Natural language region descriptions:
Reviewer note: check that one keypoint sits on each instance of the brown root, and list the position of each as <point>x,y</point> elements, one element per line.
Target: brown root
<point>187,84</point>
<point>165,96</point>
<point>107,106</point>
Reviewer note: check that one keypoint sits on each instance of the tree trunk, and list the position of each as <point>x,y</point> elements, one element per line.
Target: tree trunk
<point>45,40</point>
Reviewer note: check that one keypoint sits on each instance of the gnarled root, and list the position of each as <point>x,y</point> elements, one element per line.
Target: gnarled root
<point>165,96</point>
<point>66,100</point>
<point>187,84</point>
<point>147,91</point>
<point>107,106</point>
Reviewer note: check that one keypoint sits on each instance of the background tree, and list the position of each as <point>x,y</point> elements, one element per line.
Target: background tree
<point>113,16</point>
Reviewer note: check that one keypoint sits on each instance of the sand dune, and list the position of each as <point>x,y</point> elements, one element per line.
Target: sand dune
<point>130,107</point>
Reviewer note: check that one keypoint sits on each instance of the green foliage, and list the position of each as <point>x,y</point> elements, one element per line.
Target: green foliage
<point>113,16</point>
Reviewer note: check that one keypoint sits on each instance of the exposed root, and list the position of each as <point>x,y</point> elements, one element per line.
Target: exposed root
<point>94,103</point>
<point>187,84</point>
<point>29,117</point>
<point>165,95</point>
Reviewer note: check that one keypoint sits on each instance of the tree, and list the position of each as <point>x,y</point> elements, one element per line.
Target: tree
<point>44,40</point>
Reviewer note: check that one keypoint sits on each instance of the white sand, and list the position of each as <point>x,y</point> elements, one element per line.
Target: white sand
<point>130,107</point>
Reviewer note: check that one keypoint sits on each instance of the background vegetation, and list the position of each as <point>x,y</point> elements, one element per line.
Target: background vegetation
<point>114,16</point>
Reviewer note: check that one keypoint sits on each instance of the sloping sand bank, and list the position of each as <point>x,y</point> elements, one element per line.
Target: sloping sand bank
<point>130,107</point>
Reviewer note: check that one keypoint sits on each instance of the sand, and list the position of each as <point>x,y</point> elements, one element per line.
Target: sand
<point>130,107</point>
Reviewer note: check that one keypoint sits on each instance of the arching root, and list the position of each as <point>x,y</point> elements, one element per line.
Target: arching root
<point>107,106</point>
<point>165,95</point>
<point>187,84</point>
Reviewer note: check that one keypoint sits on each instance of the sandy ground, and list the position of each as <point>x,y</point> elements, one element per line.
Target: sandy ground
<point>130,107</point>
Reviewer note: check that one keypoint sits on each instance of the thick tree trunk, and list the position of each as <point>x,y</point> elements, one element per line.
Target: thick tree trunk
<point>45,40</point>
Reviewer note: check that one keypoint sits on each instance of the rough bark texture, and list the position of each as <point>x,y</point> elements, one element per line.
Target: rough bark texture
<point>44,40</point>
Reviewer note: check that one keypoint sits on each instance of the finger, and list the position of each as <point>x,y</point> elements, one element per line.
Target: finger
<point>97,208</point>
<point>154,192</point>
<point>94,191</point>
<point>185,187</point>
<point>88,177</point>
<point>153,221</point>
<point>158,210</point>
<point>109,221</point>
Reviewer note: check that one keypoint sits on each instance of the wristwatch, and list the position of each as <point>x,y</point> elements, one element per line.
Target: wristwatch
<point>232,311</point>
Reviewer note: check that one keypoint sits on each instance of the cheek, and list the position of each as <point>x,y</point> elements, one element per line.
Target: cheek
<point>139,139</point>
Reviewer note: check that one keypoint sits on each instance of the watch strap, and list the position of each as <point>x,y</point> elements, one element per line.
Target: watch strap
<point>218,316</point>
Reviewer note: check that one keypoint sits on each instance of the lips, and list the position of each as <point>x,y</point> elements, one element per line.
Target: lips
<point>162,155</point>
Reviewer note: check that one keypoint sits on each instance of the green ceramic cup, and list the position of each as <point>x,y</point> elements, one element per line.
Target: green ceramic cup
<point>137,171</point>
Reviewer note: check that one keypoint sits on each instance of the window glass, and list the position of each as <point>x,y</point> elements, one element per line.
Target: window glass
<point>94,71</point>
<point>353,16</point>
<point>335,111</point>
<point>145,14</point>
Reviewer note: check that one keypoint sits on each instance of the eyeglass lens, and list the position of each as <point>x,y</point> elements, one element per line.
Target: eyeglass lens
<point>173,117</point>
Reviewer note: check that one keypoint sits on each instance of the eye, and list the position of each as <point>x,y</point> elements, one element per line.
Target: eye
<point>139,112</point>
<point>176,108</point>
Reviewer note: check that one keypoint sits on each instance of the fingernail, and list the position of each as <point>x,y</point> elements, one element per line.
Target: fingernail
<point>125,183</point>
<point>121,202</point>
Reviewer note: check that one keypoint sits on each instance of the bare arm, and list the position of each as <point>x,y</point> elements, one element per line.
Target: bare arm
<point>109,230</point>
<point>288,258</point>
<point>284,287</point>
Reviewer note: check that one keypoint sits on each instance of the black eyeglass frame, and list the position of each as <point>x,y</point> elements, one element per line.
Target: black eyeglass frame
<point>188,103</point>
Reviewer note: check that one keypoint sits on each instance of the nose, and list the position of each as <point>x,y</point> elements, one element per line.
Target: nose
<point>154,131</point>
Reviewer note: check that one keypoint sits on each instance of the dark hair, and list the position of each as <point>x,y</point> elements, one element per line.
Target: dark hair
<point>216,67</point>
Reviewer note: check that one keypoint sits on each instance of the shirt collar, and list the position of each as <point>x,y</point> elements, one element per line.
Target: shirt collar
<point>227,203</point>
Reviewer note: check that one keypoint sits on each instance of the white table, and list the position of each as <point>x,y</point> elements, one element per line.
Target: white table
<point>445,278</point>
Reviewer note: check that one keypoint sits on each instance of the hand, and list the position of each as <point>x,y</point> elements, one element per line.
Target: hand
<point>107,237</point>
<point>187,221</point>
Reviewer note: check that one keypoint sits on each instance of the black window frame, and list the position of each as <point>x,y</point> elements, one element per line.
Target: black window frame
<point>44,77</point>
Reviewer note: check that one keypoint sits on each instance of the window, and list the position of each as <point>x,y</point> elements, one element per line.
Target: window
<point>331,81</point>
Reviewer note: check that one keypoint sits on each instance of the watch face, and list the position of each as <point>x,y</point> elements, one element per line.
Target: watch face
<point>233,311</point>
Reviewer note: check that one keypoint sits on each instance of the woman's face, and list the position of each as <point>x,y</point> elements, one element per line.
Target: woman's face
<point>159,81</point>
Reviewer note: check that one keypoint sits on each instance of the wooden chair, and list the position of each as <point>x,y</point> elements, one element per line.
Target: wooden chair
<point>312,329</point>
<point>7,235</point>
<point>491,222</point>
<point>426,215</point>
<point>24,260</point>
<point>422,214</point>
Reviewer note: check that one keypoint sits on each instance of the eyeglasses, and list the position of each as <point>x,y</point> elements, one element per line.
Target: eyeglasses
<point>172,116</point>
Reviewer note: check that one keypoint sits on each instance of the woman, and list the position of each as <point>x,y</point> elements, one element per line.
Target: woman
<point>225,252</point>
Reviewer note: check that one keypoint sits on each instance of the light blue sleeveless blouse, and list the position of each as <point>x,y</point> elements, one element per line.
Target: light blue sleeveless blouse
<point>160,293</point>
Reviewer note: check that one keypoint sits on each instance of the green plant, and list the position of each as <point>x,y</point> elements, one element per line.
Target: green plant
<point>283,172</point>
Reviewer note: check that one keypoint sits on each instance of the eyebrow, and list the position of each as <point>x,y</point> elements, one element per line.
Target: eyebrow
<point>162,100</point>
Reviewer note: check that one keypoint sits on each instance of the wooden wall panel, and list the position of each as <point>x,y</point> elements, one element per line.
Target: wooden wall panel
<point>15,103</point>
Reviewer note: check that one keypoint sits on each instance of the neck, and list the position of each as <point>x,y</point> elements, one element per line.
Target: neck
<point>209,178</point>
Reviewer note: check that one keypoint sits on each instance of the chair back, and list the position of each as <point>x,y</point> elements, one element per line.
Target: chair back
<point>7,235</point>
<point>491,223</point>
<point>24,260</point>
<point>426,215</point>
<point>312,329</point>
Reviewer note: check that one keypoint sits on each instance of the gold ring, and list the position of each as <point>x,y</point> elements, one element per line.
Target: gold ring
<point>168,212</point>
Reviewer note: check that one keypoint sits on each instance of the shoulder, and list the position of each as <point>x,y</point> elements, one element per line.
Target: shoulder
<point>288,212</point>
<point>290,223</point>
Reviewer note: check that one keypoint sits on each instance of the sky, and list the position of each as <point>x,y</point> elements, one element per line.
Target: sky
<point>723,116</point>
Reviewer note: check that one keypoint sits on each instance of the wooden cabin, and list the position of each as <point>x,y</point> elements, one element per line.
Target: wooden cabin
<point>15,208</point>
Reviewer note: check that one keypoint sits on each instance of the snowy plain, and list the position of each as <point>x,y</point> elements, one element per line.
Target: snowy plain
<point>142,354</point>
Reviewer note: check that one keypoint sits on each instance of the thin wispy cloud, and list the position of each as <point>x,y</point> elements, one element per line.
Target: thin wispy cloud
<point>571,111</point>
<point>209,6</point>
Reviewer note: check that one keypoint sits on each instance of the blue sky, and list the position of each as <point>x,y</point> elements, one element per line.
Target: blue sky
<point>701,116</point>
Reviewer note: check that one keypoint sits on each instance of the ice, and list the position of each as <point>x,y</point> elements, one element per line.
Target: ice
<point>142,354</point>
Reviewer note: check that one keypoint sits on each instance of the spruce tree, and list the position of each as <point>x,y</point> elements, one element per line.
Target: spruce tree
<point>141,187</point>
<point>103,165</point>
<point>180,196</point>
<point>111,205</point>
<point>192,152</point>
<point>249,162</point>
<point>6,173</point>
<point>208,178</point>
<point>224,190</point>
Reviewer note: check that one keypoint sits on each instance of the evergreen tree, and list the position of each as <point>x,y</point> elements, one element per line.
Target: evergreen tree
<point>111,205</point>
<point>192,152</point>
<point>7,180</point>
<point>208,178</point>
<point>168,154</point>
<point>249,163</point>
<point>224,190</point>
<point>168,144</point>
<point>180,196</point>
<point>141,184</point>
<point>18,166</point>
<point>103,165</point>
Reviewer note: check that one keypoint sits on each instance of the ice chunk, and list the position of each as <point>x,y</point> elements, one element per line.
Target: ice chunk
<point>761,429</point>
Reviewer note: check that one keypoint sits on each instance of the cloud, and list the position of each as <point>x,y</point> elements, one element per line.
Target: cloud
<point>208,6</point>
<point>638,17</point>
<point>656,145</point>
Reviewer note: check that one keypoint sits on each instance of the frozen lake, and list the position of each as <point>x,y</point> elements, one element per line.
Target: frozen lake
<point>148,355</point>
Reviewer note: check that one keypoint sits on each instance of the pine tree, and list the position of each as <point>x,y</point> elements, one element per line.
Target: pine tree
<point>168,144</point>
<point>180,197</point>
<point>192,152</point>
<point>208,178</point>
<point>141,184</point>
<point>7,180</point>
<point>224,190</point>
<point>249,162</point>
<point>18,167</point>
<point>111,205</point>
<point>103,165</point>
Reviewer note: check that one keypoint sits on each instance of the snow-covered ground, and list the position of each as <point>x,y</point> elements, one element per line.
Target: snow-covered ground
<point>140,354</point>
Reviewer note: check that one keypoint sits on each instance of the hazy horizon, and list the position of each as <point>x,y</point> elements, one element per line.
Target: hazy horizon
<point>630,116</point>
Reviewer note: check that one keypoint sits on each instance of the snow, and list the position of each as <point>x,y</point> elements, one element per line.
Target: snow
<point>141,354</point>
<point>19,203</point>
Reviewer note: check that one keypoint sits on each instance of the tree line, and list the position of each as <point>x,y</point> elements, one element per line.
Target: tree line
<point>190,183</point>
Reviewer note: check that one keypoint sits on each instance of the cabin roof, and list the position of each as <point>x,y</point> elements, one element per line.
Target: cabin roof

**The problem:** Work out how many lines in the preceding data include the word "roof". State only that number.

**Exercise response:** 2